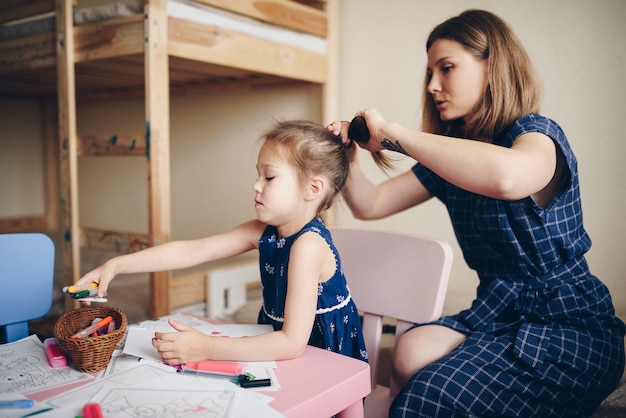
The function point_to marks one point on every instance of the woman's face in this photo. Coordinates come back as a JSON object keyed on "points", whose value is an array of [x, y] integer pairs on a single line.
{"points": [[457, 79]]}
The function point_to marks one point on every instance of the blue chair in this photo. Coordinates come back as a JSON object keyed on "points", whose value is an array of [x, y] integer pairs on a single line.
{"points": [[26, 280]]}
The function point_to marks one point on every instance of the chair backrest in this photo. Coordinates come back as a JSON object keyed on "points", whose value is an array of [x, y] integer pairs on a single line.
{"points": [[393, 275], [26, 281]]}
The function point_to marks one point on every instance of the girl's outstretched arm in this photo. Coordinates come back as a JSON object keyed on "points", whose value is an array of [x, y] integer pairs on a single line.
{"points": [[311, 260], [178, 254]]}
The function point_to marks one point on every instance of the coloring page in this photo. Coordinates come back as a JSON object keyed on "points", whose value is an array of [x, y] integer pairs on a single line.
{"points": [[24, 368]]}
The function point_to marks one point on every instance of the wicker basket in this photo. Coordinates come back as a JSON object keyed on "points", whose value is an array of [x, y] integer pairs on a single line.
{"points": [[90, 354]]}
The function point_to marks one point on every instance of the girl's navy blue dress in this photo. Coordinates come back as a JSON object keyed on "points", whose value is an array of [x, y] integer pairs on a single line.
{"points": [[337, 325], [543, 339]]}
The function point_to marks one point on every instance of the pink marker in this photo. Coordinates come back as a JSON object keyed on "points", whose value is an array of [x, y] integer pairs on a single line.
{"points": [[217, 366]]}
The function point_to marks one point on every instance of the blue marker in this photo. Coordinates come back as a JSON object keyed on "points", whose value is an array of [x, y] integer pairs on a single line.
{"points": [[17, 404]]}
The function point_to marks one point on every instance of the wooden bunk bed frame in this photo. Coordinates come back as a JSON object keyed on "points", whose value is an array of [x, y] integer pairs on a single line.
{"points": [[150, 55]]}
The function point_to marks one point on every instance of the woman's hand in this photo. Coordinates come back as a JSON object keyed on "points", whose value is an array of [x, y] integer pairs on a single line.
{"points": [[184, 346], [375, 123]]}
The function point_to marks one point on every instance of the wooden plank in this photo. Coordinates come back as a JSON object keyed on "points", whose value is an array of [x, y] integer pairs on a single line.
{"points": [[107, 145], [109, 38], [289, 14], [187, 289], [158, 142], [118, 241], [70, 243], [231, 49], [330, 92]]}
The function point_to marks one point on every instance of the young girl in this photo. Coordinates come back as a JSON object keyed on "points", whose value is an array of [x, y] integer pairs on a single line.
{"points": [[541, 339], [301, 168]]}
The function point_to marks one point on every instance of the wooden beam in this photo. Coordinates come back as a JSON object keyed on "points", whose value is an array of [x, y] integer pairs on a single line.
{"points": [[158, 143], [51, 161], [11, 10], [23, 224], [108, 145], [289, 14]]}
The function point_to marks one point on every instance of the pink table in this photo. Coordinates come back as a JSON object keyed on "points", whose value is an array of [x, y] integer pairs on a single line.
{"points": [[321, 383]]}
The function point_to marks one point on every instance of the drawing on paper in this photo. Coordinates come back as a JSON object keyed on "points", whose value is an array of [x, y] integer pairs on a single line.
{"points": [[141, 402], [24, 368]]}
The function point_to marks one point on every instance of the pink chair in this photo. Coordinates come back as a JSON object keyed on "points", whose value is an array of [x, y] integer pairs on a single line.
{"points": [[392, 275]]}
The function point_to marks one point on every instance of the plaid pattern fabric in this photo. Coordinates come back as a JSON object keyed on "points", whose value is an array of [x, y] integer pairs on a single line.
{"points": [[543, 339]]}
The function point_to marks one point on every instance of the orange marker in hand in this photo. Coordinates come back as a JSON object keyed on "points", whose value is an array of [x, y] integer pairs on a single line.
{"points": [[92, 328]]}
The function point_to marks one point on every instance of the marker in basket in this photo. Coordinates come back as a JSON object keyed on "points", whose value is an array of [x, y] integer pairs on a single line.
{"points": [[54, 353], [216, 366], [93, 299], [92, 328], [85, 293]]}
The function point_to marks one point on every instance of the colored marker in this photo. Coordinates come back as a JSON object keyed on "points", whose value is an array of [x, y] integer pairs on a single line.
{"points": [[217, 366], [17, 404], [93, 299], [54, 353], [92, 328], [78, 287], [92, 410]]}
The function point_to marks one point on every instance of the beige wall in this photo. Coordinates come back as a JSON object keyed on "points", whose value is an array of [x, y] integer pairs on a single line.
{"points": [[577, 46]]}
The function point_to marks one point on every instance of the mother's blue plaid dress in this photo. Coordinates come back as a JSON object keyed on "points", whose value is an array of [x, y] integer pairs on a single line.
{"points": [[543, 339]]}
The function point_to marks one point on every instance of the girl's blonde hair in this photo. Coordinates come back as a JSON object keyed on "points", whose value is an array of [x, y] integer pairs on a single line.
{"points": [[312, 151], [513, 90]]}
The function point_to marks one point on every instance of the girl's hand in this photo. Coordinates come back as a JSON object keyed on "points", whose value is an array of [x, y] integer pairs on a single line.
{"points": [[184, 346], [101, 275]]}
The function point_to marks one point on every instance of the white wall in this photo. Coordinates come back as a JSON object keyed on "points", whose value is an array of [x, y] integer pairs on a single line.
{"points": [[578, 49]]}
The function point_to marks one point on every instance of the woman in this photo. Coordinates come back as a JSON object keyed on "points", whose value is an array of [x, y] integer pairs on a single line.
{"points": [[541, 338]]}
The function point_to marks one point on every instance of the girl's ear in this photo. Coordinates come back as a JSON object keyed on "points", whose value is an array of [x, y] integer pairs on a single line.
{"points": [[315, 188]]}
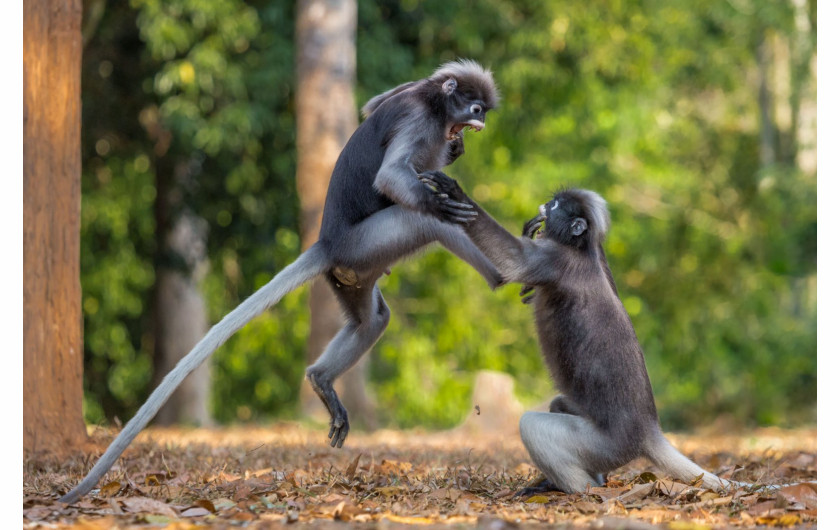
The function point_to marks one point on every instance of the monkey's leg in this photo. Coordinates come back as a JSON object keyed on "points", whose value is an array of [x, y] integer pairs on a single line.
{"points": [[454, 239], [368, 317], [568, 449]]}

> _Required action_: Every entry above is to be copied verbatim, with the pictures removed.

> _Written answer_:
The function point_to marks one point on every instance of the woman's face in this photo. Coordinates come back as a JSON object keyed on "points", whose value is an array of [x, y] integer pairs on a single line.
{"points": [[457, 79]]}
The function point_to marks one point on every instance of the blue chair in this photo. Coordinates come back as a JSON object keyed on "points", whose value is an array of [x, y] integer pairs on a single line.
{"points": [[26, 280]]}
The function point_to marks one point on every instance of the chair backrest in this photo. Coordinates come back as a JSON object keyed on "points", whose value is an array of [x, y] integer pairs on a single line.
{"points": [[393, 275], [26, 281]]}
The function point_to marks one point on every instance of the girl's outstretched arm in this photo. Coordinates come back as a JSON object keyed on "points", whose value is an array of [x, y] integer pairs on a single line.
{"points": [[311, 260], [178, 254]]}
The function point_to marks one point on every instance of the coloring page in this photo. Coordinates come back as a JSON object keyed on "points", whose value is an array of [x, y] integer pairs on a single line.
{"points": [[24, 368]]}
The function point_to marks one point on every instance of the wicker basket in this photo. Coordinates come back as a JSON object keyed on "points", whose value is an array of [x, y] integer pairs on a single line.
{"points": [[90, 354]]}
The function point_to marks one point on every instance of the girl's navy blue dress in this photo. Coordinates come back as a JSON object keyed on "points", whose value is an array of [x, y] integer pairs on a single line.
{"points": [[337, 325], [543, 339]]}
The function point_to marks one point on every instance of the pink marker in this photo. Coordinates come back as a JSON object keyed on "points", whose value is an array of [x, y] integer pairs on a single line.
{"points": [[217, 366]]}
The function point_to marks one point on every instance of the blue marker in this photo. Coordinates come back as a JSON object keyed on "points", whose value is an array of [x, y] integer pairs on a single line.
{"points": [[17, 404]]}
The function point_to marks one point on every instance of the wooden bunk bed frame in this photo. Coordinates come back as a JSON object keyed on "points", whose value is an array of [x, y] integer pairs on a single line.
{"points": [[150, 55]]}
The function point_to marks one point on every instance of the woman's hand in this photo. Coordinates come back as a JSON object keyed on "points", whose value is an array of [x, y] integer pairs on a single line.
{"points": [[184, 346], [375, 123]]}
The function point_to marks one point on every instance of the wooden plank in this photo. Coordinates come back as a JSON object keyed on "points", whose value is an array of [x, y] integer pairs on a single line.
{"points": [[107, 145], [109, 38], [289, 14], [187, 289], [158, 142], [118, 241], [70, 243], [231, 49], [330, 92]]}
The function point_to marks one point on every instance of the young girl in this photo. Coordinates come back as a JSON object keyed on "points", whose value is an array of [x, y] integer pairs on a single line.
{"points": [[541, 339], [301, 168]]}
The function point_to marks one point on every instance of the wooden beam in this photo. Coordinates come back as a JSON object keyed on "points", whose value is an array of [x, y] integer pairs on a single line.
{"points": [[158, 143], [51, 161], [11, 10], [23, 224], [108, 145], [289, 14]]}
The function point_to marks one point on every instance of the pink table in this photo. Coordinates come back as a JSON object keyed on "points", whose value is an array of [x, y] integer pairs on a single line.
{"points": [[321, 383]]}
The function point_to marks one point on every instance of the drawing on paper in this photo. Coordinates come back as a JSON object keyed on "points", whose value is an array of [x, y] integer pairs on a single line.
{"points": [[141, 402], [24, 368]]}
The function point_to marks one point on every instance of the pink chair in this photo. Coordinates come back as a JSON object keyed on "points", whose value is an array of [x, y] integer pairs on a single line.
{"points": [[392, 275]]}
The function point_to marks one point on every instance of the plaid pattern fabric in this photo. Coordinates come back as a JSON object keyed on "points", whose value is an array of [x, y] integer pairs on a single line.
{"points": [[543, 339]]}
The function point_to marks one point on every instance of the orange marker in hand in this photo. Coordinates come back as a JSON object keyed on "points", whose value is an array of [x, y] integer pairs on a single line.
{"points": [[92, 328]]}
The function point_to marks one point on every instance of the marker in basket in this photo. Coordinates come back as a JSON object keyed on "points", whose value is an array of [x, y] integer pairs on a single line.
{"points": [[54, 353], [216, 366], [93, 299], [92, 328], [85, 293]]}
The function point_to marks one point on every instance of the colored marker in this photo. Coordinates come back as a JSON object keyed on "points", whose value is an array of [x, y] integer pairs on a single line.
{"points": [[217, 366], [17, 404], [93, 299], [54, 353], [92, 328], [78, 287], [92, 410]]}
The function point_to marks one point on every instance of the beige wall in this photo. Coordinates come back as a JSON object keyed on "points", whose value is an array of [x, y] integer pairs on a single line.
{"points": [[577, 46]]}
The function point_to marks one point on every instance of the mother's blue plaid dress in this photo. Coordinates come back as a JSON object keyed on "points", whose value is an array of [x, y] integer pairs on a single line.
{"points": [[543, 339]]}
The function point_to marks one point on every instance of the girl's blonde hair in this photo. Coordinates come back as a JSON object keyed on "points", whose value is an array of [x, y] integer pairs on a single line.
{"points": [[312, 151], [513, 90]]}
The function point_to marks one point on every instance of the girl's hand in this photo. Coordinates come back as a JSON object keyed on "points", whose value is an array of [x, y] integer pairs on a single line.
{"points": [[184, 346], [101, 275]]}
The function point_to marks one point on every instance of the white wall in this photo. Coordinates come back as a JSON object keyed on "points", whose value is an array of [x, y] integer pairs on a single line.
{"points": [[578, 49]]}
The function point_to marks one point on every instance of the woman in this photo. Coordinates come back as a JSON object keyed on "points", whose value is an array of [x, y] integer pairs on a single line.
{"points": [[541, 338]]}
The function point_to marks one point on every instance of the girl's ear in this photo. Coordinates come back as a JSON object keyed on "points", whose value is an array of [x, y] integer pairs on a single line.
{"points": [[315, 188]]}
The function point_to marks one point on every instance of the monkey's leg in this photo. Coordinates come back as a JSON object keyed on "points", whose value is an array of [x, y] integer pairs on a single line.
{"points": [[454, 239], [368, 317], [568, 449]]}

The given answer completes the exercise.